── SELECTED EXTRACT
This is another downside I see of Mormon feminist blogging. It seems to be designed primarily as a vehicle for venting and discussing the frustation. Where, then, do such women go to plant and feed the seed of faith? (Think Al. 32 - give place for the seed, have a desire/hope that it's good and take great care to feed
that seed - not seeds of doubt ("do not cast it out by your unbelief").) I don't see a lot of that feeding the seed of faith in places where women with concerns congregate. (I realize I haven't much of a clue what goes on at the personal level - can only share perceptions of the 'nacle itself.) Controversy is what breeds conversation in the bloggernacle. And I think that is one of its most unfortunate characteristics.
I guess I've seen too many people put their frustrations at the forefront and never seem to be able to move past them - to move toward reconciliation in their hearts – a reconciliation that is not contingent on change or revolution, but sought with the help of God who is the author of peace. Feminist blogging is at best a temporary solution to a problem that demands something more. I'm NOT saying that women with serious, heartfelt doubts don't turn to God for help already. I know that many do, and exert a lot of spiritual energy in doing so. Perhaps this struggle is their cross. To them, I would say, don't give up. Keep pressing forward. Keep feeding the seed of faith. Make place in your heart for that seed. But realize that the answer will not lie in re-hashing the same ol' frustrations over and over again – not without an eye toward faith and reconciliation.
I think an example might be useful here. Consider the recent post at BCC – "
Why I Stay." Such a post acknowledges that there are issues and concerns ("I'm struggling, but I'm staying. Here's why."), but instead of feeding those concerns, the post focused on and fed faith. Everyone's foundation was a little different, but it was uplifting to read what everyone wrote. It was constructive. I felt it was forward-moving, not jumping on that cyclical, cynical bandwagon of complaint. Contrast that with posts that examine and rehash points of frustration over and over again, feeding that frustration and not leaving much of a place for faith. Frankly, I think we need many more posts like "Why I Stay." (Note how that was also a safe forum for both those who doubt and those who don't. It was a bridge-building post.)
I don't see faith having a significant and consistent voice in feminist blogging. Doubt has more of the stage. I think that easily can do disservice to its participants, especially those already struggling. I worry about people on the fence finding feminist blogs and being blown to the side of doubt, where, had there been a focus on faith, there could be a different outcome. In fact, sometimes, feminist blogs just create more questions -- questions that can crowd out faith – or gives unhealthy reinforcement to frustrations that might be best left to cool for a while.
And so, I would say, give faith a voice! Again, find ways to build and express faith, even in the things that feel frustrating. If the temple causes angst because of some of its elements, find what about the temple brings peace and perspective instead! If there are prophetic teachings that tear at your heartstrings, find those that resonate with your soul and build from there! And so it can go.... I would love to see more posts like "Why I Stay" from our feminist sisters. ("Why I love the temple." "How the priesthood has blessed my life." "What I [do] love about being a woman in the Church." "What I [do] love about the Church." "Anchor moments in my life that ground me at tough times." You get the idea.)
────
── ENTRIES PROVIDED
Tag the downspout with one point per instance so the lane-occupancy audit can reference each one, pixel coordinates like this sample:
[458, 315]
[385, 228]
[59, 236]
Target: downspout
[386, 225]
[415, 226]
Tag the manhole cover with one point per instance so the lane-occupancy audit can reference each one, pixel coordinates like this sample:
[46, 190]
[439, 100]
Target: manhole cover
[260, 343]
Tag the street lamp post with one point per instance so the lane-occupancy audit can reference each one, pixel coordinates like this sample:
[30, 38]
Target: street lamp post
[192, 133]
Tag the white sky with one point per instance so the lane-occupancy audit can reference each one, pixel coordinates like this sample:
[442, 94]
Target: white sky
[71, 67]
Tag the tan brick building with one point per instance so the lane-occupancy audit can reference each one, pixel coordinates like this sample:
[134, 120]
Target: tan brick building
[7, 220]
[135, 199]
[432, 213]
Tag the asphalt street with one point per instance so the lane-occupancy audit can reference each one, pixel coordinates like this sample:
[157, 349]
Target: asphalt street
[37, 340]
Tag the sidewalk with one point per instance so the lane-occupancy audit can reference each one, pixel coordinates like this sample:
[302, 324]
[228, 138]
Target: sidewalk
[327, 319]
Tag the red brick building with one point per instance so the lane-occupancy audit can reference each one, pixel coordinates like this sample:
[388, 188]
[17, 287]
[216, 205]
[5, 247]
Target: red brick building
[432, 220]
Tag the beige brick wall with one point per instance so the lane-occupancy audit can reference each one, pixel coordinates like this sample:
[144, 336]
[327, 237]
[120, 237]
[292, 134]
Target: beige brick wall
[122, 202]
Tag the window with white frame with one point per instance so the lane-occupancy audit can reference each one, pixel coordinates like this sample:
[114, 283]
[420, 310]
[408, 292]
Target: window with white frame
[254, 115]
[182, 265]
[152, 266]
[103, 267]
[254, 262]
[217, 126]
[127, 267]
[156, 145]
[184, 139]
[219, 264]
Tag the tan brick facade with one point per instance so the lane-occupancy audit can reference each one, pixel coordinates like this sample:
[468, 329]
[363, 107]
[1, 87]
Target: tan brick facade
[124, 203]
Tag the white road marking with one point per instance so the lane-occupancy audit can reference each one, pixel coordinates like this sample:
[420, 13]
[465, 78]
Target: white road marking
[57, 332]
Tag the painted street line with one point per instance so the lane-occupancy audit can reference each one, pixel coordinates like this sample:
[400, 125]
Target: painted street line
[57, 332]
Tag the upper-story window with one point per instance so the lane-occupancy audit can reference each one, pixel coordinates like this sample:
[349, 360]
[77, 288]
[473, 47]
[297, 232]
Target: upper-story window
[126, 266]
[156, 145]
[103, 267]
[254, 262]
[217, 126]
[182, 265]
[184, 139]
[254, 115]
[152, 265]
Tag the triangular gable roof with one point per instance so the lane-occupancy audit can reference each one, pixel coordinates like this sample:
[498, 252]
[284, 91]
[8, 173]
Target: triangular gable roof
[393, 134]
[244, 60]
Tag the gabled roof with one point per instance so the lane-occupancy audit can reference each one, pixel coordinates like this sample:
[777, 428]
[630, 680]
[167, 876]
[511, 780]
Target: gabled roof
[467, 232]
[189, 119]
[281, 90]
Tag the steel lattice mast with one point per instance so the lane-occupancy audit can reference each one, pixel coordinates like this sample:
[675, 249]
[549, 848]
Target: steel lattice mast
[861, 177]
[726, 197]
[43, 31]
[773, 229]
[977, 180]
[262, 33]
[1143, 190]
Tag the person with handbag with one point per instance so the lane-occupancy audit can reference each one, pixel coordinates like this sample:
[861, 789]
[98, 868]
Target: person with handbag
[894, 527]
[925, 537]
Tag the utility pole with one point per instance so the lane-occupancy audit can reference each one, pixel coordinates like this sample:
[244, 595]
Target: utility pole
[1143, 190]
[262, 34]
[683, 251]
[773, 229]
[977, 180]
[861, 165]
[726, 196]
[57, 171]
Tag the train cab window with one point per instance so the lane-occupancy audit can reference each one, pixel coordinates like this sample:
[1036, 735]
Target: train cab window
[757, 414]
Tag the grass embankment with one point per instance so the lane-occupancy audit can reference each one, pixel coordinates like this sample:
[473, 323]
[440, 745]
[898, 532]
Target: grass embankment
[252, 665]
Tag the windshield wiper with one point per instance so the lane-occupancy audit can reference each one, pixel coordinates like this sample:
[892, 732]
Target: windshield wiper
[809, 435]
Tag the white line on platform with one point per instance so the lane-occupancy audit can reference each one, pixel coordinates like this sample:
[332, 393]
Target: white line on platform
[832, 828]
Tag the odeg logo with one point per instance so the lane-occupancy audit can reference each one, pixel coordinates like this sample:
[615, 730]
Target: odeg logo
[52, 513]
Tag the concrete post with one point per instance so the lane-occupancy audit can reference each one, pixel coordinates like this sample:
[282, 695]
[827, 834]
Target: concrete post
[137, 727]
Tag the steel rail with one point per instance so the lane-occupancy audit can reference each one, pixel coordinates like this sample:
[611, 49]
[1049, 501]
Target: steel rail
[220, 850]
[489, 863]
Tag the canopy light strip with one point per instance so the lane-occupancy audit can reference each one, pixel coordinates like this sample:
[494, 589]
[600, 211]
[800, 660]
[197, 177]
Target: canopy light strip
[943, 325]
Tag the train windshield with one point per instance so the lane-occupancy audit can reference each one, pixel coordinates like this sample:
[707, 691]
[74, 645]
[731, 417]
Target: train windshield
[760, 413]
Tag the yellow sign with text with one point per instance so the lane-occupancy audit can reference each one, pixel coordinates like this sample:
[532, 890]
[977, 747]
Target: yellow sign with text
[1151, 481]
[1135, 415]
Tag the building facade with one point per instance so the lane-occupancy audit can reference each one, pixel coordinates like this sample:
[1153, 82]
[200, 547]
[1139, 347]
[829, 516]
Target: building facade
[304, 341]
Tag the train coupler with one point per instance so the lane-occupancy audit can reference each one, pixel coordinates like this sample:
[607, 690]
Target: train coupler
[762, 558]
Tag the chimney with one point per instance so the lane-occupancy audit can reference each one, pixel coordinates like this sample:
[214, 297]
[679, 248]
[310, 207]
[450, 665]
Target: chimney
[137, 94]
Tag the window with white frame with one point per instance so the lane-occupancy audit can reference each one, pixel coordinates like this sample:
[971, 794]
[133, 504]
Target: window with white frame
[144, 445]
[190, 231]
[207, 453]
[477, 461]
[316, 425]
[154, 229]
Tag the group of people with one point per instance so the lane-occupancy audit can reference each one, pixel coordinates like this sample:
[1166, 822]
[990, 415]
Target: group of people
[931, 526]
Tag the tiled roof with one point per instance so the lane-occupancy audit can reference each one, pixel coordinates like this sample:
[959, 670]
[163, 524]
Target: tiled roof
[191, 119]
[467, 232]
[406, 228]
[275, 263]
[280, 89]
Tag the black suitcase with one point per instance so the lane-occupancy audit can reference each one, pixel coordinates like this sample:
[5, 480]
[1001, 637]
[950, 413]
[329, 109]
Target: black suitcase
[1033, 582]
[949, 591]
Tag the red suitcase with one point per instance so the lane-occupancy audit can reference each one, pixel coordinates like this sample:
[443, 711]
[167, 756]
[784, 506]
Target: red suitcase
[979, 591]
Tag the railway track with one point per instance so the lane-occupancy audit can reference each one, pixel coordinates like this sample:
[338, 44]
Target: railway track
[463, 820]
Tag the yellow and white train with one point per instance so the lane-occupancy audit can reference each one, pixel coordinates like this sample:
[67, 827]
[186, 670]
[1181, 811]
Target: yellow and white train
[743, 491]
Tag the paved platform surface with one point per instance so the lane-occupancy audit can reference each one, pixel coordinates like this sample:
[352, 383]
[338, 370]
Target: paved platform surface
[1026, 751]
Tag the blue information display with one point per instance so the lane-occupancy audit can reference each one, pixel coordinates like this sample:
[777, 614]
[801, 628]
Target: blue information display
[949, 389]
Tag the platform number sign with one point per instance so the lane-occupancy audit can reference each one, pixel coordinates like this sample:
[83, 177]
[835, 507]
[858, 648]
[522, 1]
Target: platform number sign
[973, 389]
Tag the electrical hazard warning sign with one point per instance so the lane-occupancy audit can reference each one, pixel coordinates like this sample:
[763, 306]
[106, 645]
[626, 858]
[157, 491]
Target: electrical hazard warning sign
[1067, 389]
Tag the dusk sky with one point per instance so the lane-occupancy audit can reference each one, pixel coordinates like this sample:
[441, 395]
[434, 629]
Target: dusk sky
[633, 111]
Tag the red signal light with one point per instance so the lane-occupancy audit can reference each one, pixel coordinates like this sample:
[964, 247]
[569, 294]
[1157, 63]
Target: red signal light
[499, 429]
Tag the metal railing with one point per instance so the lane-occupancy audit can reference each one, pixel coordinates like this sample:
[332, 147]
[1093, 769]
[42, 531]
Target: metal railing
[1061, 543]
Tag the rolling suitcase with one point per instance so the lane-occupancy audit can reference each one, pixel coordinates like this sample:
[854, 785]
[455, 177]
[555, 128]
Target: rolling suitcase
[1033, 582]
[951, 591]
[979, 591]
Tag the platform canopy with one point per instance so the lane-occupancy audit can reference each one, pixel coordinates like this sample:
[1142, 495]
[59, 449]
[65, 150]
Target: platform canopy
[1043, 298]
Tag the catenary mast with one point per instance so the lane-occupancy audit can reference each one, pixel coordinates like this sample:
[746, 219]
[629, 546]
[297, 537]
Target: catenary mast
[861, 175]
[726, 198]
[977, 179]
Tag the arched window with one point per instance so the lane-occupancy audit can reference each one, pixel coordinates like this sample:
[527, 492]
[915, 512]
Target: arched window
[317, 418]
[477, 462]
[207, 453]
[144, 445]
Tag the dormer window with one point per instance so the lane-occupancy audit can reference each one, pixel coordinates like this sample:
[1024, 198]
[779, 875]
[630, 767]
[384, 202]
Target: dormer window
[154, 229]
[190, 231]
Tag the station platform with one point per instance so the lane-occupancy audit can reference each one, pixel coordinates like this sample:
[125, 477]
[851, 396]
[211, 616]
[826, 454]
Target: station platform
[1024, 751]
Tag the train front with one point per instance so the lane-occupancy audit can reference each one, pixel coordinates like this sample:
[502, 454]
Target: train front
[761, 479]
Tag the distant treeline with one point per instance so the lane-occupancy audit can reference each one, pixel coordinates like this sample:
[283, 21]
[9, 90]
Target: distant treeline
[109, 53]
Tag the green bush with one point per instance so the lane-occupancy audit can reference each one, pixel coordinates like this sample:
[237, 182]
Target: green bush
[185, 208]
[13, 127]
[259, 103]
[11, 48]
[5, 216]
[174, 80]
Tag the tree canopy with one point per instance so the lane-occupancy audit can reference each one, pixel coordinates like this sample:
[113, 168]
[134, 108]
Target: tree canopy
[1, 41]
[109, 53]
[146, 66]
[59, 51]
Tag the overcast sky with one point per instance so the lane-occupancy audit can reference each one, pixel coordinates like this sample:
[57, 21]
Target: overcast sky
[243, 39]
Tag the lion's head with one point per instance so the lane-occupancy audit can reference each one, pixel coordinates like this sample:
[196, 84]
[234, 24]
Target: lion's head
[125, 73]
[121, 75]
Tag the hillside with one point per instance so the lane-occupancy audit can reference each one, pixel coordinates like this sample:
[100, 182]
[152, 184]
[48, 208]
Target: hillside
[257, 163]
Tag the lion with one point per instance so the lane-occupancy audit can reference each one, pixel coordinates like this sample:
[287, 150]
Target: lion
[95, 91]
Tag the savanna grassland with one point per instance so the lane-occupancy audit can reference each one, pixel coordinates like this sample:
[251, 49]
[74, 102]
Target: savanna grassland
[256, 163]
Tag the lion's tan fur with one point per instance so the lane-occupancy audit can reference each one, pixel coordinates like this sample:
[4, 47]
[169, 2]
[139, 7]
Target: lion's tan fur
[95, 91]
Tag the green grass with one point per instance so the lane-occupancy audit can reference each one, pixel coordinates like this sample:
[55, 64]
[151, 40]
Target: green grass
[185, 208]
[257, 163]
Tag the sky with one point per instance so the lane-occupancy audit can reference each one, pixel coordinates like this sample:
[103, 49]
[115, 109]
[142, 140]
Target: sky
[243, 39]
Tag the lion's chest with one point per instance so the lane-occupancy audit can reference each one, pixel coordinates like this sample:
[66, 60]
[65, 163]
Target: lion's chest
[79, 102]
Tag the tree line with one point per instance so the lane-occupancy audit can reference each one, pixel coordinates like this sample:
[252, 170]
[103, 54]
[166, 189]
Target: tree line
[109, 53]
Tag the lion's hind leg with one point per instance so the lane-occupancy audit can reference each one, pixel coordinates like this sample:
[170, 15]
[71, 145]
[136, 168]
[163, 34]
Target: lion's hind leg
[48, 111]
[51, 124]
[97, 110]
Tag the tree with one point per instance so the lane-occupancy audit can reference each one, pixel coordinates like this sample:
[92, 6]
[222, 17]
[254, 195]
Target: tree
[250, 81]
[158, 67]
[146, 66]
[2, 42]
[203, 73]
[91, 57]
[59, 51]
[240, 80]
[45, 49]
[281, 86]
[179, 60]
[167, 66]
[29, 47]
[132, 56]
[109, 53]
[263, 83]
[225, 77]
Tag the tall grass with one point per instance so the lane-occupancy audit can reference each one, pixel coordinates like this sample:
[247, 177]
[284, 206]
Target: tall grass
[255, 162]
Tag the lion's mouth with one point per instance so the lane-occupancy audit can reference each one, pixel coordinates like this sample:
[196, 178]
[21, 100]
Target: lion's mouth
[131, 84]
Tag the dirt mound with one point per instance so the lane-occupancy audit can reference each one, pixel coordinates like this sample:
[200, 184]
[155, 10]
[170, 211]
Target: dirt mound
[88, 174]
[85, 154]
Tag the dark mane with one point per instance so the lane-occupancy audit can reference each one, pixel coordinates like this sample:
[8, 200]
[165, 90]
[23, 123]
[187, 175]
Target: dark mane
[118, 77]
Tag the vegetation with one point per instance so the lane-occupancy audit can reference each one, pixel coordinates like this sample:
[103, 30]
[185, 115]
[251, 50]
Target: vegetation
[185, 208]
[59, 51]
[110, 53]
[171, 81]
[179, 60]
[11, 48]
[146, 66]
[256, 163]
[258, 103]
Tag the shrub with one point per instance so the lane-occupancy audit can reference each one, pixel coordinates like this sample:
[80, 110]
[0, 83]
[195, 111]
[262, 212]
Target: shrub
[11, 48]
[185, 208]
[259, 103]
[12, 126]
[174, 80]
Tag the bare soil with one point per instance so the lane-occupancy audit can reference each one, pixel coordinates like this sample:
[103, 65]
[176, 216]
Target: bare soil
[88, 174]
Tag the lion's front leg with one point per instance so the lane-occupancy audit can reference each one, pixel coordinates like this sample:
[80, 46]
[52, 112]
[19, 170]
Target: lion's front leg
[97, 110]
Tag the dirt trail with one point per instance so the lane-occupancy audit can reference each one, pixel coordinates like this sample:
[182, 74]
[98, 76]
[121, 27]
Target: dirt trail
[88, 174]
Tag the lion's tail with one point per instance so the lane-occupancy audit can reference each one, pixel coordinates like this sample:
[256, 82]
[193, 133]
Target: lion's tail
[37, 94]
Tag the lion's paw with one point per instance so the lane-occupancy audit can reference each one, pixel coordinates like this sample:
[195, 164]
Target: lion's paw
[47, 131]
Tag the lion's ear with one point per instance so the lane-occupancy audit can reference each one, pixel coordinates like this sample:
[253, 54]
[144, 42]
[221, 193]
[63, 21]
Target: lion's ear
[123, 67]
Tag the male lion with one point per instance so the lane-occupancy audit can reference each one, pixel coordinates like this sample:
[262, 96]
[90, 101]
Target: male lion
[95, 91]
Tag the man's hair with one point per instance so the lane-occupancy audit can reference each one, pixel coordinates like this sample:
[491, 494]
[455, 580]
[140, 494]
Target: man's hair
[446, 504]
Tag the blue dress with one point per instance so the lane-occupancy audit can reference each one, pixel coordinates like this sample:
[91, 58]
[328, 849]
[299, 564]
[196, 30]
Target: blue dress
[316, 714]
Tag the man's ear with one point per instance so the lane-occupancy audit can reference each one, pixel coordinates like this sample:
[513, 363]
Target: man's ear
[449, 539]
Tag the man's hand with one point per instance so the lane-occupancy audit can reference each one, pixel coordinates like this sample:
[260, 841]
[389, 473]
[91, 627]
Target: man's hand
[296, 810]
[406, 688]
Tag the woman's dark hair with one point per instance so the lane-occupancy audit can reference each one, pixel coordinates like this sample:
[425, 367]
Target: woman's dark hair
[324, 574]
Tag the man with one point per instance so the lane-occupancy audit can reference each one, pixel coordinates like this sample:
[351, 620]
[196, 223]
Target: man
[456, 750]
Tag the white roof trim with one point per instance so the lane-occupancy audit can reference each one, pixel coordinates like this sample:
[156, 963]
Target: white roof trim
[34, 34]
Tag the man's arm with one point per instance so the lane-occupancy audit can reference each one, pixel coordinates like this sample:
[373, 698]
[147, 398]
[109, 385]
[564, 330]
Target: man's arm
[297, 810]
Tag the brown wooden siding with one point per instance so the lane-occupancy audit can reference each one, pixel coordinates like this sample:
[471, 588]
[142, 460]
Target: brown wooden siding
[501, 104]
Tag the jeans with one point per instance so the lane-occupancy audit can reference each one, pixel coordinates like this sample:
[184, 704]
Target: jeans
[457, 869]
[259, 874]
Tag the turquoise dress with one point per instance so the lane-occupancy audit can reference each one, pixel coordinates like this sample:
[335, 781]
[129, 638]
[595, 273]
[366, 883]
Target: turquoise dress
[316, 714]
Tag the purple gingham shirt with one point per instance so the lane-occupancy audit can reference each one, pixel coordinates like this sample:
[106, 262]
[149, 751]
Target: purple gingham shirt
────
_WHAT NEEDS TO BE DONE_
Resume the essay on Mormon feminist blogging, writing on from its final sentence.

_ANSWER TO THE PROBLEM_
My one experience with feeling "oppressed" by a church leader led me to his office, where, when I expressed my frustration, he kindly explained his side of things, and I realized that my frustrations were basically based on faulty assumptions and perceptions. Isn't it possible that some of the frustrations expressed in the feminacle are based on faulty assumptions as well? How often are these assumptions honestly challenged? How often is the mainstream approach given honest, open-minded consideration discussions? Again, how often is faith given a voice?
OK, one last thing. I realize not all feminist blogging is comprised of feminist Church-related discussions. Some discussions are just about interesting issues – some not even directly related to women. This is something that can be very enjoyable for a broader audience. There are many of us out here who love the connection and intellectual stimulation that the bloggernacle can offer. That is its strength, and perhaps those are the kinds of things that should be given more attention, rather than rehashing the same old things over and over again. (There are many who have spoken about this bloggernacle burnout, so I'm not the only one who feels this way.)
In answer to Kiskilili's last question, I read and participate (although lately, less frequently) in feminist blogs for a variety of reasons:
– To understand others' points of view, struggles, etc. Believe it or not, I do care about that.
– To understand what issues are tender points. I have learned about some of our history that I was not aware of before. I don't believe we need to know all of the history to have a testimony, and sometimes I think it's actually rather pointless, but nevertheless, I know some things that have helped me in conversations with friends who have come across stuff and wondered.
– To share a differing point of view (although too often I feel such a point of view is not wanted).
– To sort through my own feelings, to ponder and study, and then to articulate how the "party line" answers bring me peace. This has strengthened my testimony of the gospel, the Church, of prophetic leadership, of the Proclamation, and other elements of "Mormon" life in various ways.
I know that was long and repetitive...like I said, this is about as well as I can do today. Sorry it wasn't more succinct. :)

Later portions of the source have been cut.